▸ REQUIRED ACTION 1
In the excerpt on agent evaluation, what is the most items each reviewer should get per day in a good inspection queue?
▸ REQUIRED ACTION 2
From the excerpt on agent evaluation, repeat everything from "The most common" down to "outsized downstream cost.".

▸ SELECTED EXCERPT

::::::

The most common discovery in this loop is that the failure is not in the model. It is in the tool surface. A retrieval tool that returns slightly stale results 4 percent of the time will produce a recognizable behavior pattern at the population level even though no single trace screams "broken." O'Reilly's piece on the hidden cost of agentic failure makes this point about the compounding nature of small tool-level errors across multi-step workflows. One bad lookup early in a chain has outsized downstream cost.

The human inspection queue

A macro eval pipeline that ends at "here is a chart" has not finished the job. The deliverable is a ranked queue of traces a human will actually open.

A good queue has three properties:

  • Bounded. No more than 50 items per reviewer per day. If your pipeline produces 500 suspect traces, your impact ranking is not selective enough.
  • Ordered by impact, not by recency. A failure that happened yesterday but cost $200 in refunds is less interesting than a failure that happened last week and cost $40,000 in lost contracts.
  • Stateful. Reviewers can mark traces as fixed, false positive, duplicate of pattern X, or new failure mode. That state feeds back into the next run.

Tools like Promptfoo handle the eval-running half of this well. The queue half tends to be a custom-built piece because every team's review workflow is different. A spreadsheet works for the first six months. A small internal app works for the next two years. The trap is buying a heavy platform before the workflow is stable.

What this means for governance

Population-level evals are also the only credible answer to the agent identity and accountability questions raised in Strata's 2026 governance research. When auditors or regulators ask whether your agent behaves consistently, single-trace screenshots are not the answer. The answer is a population-level evaluation report showing failure-mode distributions, drift over time, and the inspection-queue close-out rate.

The same data structure serves both engineering and governance. The compact trace document, the joined labels, the suspect leaderboard, and the closed-out queue items become the audit trail. Teams that build this once for engineering tend to find they have already solved most of their compliance story.

A practical sequencing for teams getting started:

Phase Goal Output
1 Tracing is on for every agent run Structured traces with step-level events
2 Step-level evaluators run on a sample Labeled spans for known failure modes
3 Compact documents joined to labels and outcomes Queryable trace dataset
4 Suspect leaderboard runs per release Ranked failure-mode list
5 Inspection queue with stateful review Closed-loop fix cadence

Most teams are at phase 1 or 2. The jump to 3 is the one that takes a week of work and pays back for years.

::::::

Photo-based referring expression data

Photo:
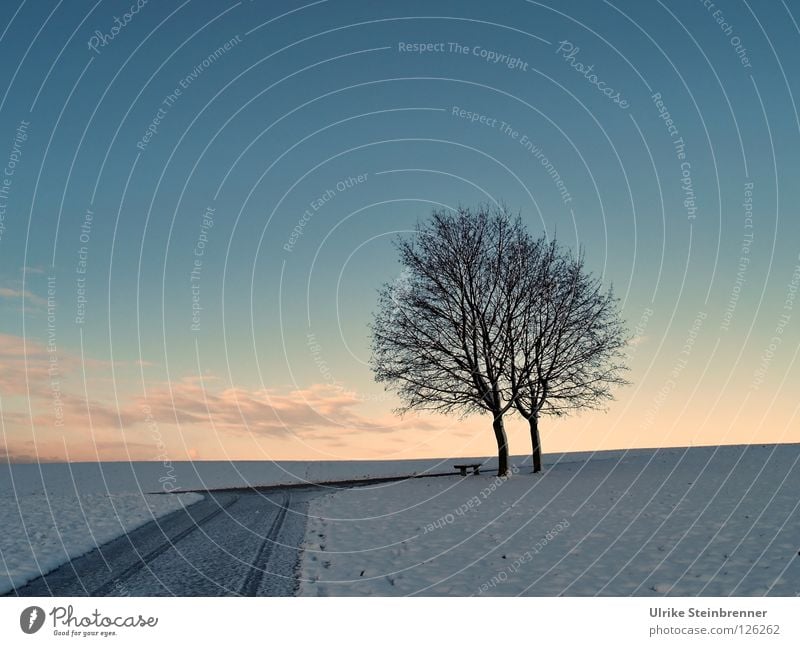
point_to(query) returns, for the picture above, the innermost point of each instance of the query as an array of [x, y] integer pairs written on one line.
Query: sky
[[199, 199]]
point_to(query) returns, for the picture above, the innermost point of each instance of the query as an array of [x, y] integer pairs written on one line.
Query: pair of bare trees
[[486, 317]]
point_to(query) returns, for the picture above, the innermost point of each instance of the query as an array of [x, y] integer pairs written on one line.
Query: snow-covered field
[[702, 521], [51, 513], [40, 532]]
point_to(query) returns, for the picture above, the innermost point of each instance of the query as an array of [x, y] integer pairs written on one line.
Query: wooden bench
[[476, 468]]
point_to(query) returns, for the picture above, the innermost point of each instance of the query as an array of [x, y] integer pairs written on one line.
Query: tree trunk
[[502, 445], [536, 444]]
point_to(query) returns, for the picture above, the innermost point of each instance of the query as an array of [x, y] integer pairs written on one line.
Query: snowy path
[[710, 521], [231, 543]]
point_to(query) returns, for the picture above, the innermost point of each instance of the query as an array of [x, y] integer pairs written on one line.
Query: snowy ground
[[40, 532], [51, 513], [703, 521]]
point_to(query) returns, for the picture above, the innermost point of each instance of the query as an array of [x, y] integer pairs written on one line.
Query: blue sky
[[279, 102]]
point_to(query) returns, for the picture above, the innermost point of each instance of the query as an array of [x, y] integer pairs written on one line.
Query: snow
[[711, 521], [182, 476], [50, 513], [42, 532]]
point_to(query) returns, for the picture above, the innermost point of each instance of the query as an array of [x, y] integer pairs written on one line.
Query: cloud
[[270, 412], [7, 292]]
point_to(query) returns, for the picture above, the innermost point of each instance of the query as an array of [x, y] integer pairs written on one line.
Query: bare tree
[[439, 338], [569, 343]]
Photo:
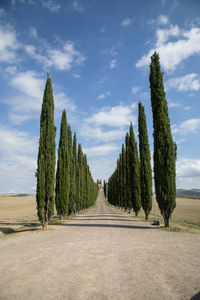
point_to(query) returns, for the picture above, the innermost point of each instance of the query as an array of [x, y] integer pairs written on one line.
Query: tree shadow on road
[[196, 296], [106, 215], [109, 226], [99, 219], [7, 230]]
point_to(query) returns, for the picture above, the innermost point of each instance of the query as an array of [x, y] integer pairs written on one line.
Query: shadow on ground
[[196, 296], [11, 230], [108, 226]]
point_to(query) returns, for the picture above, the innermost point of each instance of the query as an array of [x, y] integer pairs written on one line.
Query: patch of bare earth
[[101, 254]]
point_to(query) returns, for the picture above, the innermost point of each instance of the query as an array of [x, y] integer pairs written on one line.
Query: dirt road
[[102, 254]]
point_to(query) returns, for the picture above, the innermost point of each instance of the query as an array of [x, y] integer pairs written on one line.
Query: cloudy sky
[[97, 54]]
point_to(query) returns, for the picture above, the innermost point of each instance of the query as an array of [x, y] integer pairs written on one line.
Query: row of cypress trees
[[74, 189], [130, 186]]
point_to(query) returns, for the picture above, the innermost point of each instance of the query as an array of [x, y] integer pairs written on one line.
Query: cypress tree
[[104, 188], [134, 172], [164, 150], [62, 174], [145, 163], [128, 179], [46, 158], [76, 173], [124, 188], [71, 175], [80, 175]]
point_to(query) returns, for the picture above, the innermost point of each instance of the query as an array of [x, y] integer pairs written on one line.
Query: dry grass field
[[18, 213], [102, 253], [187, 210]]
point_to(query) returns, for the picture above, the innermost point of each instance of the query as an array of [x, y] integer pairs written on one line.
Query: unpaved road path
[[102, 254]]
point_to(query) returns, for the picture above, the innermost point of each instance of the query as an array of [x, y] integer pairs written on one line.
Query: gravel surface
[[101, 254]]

::::::

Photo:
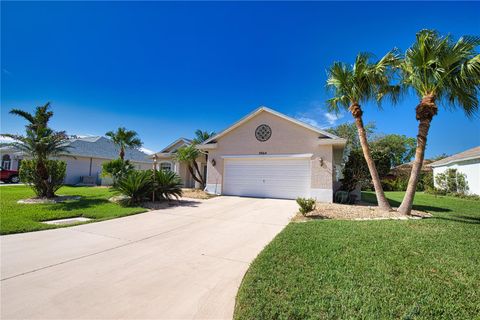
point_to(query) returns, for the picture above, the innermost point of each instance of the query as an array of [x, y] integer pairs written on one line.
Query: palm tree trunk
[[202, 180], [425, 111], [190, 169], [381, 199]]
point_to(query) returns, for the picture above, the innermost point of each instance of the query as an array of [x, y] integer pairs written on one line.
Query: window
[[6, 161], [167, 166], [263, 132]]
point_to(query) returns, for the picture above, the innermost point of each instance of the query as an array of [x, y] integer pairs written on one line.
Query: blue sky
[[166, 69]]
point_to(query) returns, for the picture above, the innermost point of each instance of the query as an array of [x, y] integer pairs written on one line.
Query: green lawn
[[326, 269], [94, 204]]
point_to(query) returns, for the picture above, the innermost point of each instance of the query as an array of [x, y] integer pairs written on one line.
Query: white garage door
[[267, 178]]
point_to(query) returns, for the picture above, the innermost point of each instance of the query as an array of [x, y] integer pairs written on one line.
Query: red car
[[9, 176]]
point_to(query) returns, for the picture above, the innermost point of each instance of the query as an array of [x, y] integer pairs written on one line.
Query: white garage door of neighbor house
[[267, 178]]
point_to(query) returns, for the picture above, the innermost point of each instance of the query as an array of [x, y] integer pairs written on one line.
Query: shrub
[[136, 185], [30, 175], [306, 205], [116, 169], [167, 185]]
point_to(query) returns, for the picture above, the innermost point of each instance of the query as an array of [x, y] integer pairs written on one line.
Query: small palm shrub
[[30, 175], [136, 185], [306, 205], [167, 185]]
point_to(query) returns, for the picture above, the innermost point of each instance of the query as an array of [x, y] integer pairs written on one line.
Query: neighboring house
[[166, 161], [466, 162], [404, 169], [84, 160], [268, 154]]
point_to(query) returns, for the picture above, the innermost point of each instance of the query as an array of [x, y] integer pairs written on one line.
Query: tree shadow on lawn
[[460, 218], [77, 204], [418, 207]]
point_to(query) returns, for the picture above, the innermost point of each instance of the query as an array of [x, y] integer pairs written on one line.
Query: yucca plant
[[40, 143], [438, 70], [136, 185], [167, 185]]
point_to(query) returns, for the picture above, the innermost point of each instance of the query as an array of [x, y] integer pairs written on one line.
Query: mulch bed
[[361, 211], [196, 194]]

::::::

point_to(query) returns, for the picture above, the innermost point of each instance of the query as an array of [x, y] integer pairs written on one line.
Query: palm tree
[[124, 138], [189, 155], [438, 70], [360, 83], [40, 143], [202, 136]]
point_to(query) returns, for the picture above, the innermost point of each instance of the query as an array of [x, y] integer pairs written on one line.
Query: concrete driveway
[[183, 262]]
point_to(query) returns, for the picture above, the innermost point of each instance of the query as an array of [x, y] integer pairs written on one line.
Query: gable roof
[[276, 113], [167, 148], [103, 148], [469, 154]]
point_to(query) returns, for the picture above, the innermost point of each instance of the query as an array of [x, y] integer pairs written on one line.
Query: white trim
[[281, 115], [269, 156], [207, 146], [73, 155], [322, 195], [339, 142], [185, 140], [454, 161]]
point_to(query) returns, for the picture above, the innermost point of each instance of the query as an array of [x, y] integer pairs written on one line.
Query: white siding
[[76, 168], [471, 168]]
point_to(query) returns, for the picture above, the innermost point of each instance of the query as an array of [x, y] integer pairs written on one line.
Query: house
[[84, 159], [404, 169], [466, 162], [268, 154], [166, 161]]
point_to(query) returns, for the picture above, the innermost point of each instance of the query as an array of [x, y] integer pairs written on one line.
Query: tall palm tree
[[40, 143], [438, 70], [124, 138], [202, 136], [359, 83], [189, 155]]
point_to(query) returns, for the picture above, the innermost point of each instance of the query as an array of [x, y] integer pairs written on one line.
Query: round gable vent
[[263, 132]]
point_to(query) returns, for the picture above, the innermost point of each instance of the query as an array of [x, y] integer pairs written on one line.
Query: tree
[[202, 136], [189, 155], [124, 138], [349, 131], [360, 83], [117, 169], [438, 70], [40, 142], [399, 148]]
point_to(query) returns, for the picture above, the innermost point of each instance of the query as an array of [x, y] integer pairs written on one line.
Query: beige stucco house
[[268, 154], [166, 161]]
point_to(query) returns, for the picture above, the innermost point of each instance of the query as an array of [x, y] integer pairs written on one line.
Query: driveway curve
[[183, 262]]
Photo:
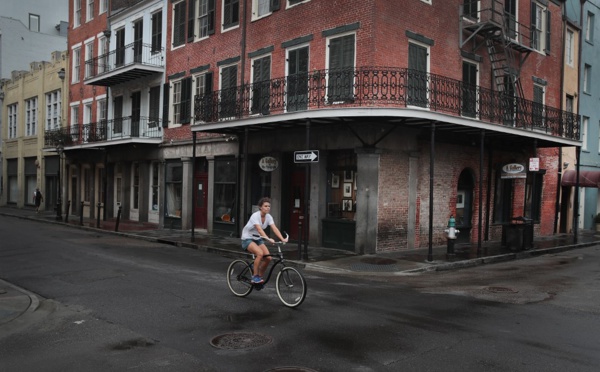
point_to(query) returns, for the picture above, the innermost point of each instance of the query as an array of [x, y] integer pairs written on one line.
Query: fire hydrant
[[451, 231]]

::::::

▸ ANSWER BOX 1
No more than 50 items per reviewer per day.

▸ ANSWER BOX 2
The most common discovery in this loop is that the failure is not in the model. It is in the tool surface. A retrieval tool that returns slightly stale results 4 percent of the time will produce a recognizable behavior pattern at the population level even though no single trace screams "broken." O'Reilly's piece on the hidden cost of agentic failure makes this point about the compounding nature of small tool-level errors across multi-step workflows. One bad lookup early in a chain has outsized downstream cost.